# Ações necessárias
a) Reproduza sem alterações o trecho do texto sobre o uso do véu que começa nas palavras "O pastor comenta" e termina depois de "prostituição ou adultério.".
b) Retome o texto sobre o uso do véu e dê continuidade a ele a partir do ponto em que termina.

# Texto para leitura
------------

O teólogo cita a Congregação Cristã do Brasil, que se tornou conhecida como
“igreja do véu”. Segundo ele, em livreto oficial da instituição há a
determinação que “sempre que a mulher orar ou profetizar deve estar com a
cabeça coberta”.
Na Bíblia, Paulo diz
na sua primeira carta aos Coríntios que “toda mulher que reza ou profetiza de
cabeça descoberta desonra a sua cabeça” e “se a mulher não usa véu, mande
raspar a cabeça”.
O pastor comenta que
há uma explicação sócio-histórica para isso. Segundo ele, no contexto
grego-romano, as mulheres casadas usavam sobre a cabeça um véu para representar
que tinham marido e não estavam sexualmente disponíveis. E raspar a cabeça era
um tipo de punição — por prostituição ou adultério.
“O véu era um sinal
público de que a mulher era casada. Tinha um significado de fidelidade ao
marido, era um item social daquela cultura como usar uma aliança de casamento
hoje em dia”, compara Martins.
“É necessário entender
o contexto da comunidade de Corinto”, acrescenta à BBC News Brasil a teóloga,
filósofa e biblista Zuleica Aparecida Silvano, freira da Congregação das Filhas
de São Paulo, professora na Faculdade Jesuíta de Filosofia e Teologia e integrante
da Associação Brasileira de Pesquisa Bíblica.
Ela lembra que,
naquele espaço, havia nas casas e nos templos as chamadas “prostituições
sagradas”, que eram “os cultos das deusas de fecundidade e outras práticas”. “E
Paulo não desejava que a comunidade primitiva cristã fosse confundida com esses
cultos”, explica Silvano.
Além disso, a teóloga
ressalta que “Paulo é filho de sua cultura e as mulheres casadas deveriam
cobrir seus cabelos, como um sinal de que eram casadas, quando estavam expostas
ao público”.
Professor na
Universidade Presbiteriana Mackenzie, o historiador e teólogo Gerson Leite de
Moraes também enfatiza a importância da compreensão do contexto da missiva
paulina.
“Corinto [na atual
Grécia], naquela época, era uma cidade portuária com muitas meretrizes. E o véu
era uma maneira de distinguir as mulheres cristãs dessas mulheres”, afirma
Moraes, à BBC News Brasil.
“Ele [Paulo] faz uma
observação sobre o uso do véu, dá a opinião dele, diz que está repassando uma
tradição.”
O professor comenta
que se trata de “uma passagem muito específica dentro de um contexto muito
específico”.
“Nas cartas pastorais,
os autores pedem para as mulheres se vestirem de forma sóbria”, pontua a
biblista.
Sobre o trecho da
carta a Timóteo, por sua vez, Moraes interpreta que a orientação para que as
mulheres não usem adereços ou não se arrumem de modo a chamar a atenção, “pode
ter uma leitura mais sexual”.

------------

# Registros de dados

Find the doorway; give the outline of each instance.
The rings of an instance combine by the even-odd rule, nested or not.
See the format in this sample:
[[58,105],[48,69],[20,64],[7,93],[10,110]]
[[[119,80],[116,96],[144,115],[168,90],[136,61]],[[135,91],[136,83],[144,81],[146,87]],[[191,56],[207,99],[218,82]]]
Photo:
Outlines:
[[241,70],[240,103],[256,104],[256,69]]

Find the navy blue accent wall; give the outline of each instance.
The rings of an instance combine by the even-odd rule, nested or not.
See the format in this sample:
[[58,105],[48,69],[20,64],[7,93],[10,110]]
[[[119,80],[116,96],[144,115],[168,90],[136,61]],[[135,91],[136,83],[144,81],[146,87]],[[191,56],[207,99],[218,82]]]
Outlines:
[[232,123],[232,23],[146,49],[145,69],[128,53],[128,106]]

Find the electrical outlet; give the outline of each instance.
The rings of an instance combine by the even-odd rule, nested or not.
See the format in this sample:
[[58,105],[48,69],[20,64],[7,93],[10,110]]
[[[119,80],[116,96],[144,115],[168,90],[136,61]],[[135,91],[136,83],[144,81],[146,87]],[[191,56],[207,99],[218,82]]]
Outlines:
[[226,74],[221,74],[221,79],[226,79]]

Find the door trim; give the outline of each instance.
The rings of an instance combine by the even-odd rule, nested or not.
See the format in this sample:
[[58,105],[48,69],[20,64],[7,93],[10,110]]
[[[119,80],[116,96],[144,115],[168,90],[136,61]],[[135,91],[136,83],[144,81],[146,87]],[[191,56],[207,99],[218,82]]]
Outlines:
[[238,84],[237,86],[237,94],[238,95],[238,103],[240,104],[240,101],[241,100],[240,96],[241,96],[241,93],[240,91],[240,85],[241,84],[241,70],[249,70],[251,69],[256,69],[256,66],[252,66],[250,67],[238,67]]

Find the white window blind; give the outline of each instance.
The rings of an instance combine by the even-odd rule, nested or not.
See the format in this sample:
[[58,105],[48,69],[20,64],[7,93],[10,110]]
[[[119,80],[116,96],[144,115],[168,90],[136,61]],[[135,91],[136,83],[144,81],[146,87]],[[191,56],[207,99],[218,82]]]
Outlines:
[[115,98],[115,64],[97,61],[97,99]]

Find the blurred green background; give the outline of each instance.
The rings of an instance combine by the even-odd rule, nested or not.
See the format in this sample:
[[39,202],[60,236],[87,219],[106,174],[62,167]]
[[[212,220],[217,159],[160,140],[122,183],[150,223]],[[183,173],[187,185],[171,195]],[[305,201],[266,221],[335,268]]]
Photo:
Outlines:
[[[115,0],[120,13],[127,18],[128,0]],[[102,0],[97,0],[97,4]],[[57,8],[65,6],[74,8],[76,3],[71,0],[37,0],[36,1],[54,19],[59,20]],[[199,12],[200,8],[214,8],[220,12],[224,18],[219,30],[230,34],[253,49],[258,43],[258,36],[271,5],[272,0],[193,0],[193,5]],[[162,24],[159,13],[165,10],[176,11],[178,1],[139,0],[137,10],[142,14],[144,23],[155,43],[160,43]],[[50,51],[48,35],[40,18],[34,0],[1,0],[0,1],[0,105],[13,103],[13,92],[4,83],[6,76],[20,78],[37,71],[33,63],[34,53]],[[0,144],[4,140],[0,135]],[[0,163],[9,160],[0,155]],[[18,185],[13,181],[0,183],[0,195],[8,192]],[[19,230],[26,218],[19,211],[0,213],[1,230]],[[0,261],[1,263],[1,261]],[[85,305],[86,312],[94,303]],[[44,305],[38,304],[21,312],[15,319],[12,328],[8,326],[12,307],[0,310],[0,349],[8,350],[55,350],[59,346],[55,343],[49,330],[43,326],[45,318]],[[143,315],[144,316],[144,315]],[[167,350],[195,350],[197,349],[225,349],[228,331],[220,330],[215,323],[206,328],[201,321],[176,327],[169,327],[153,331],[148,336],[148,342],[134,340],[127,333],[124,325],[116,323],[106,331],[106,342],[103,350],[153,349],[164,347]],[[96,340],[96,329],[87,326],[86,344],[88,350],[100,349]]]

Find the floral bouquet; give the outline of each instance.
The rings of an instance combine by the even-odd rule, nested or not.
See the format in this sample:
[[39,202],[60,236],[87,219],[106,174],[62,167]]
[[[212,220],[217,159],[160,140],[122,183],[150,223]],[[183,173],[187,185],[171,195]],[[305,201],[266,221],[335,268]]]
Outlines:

------------

# Respostas do exercício
a)
O pastor comenta que
há uma explicação sócio-histórica para isso. Segundo ele, no contexto
grego-romano, as mulheres casadas usavam sobre a cabeça um véu para representar
que tinham marido e não estavam sexualmente disponíveis. E raspar a cabeça era
um tipo de punição — por prostituição ou adultério.

b)
“Ele parece dizer que
essas mulheres podem excitar os homens, então seria melhor que não fosse
assim”, analisa.
• Nas igrejas de hoje
A biblista Silvano
defende a liberdade de cada denominação. “Penso que cada religião é livre para
escolher o modo de se vestir dependendo de seus cultos, como os presbíteros na
nossa igreja ou as congregações que escolhem seus hábitos. Isso não é o mais importante,
mas sim a prática da justiça, do respeito, da igualdade, do não clericalismo”,
comenta ela.
Sobre as restrições
impostas às mulheres, Moraes compara as diferentes vertentes do cristianismo.
“Grupos mais consolidados como protestantismo histórico vão lendo essas
passagens mas a força do tempo vai impondo mudanças e eles vão aceitando”,
comenta.
“Os grupos que vêm
depois, mais sectários, geralmente se agarram à letra fria da lei, ao que está
escrito. Aí vários grupos que nasceram do pentecostalismo são apegados a isso,
a esses usos e costumes que eles diziam ser doutrinas.”
Já no
neopentecostalismo, Moraes acredita que essas restrições tendem a cair por
terra. “Vemos mulheres neopentecostais explorando linhas de maquiagem,
vestimentas e cabelos de todo o tipo, sem uma regra específica”, diz ele.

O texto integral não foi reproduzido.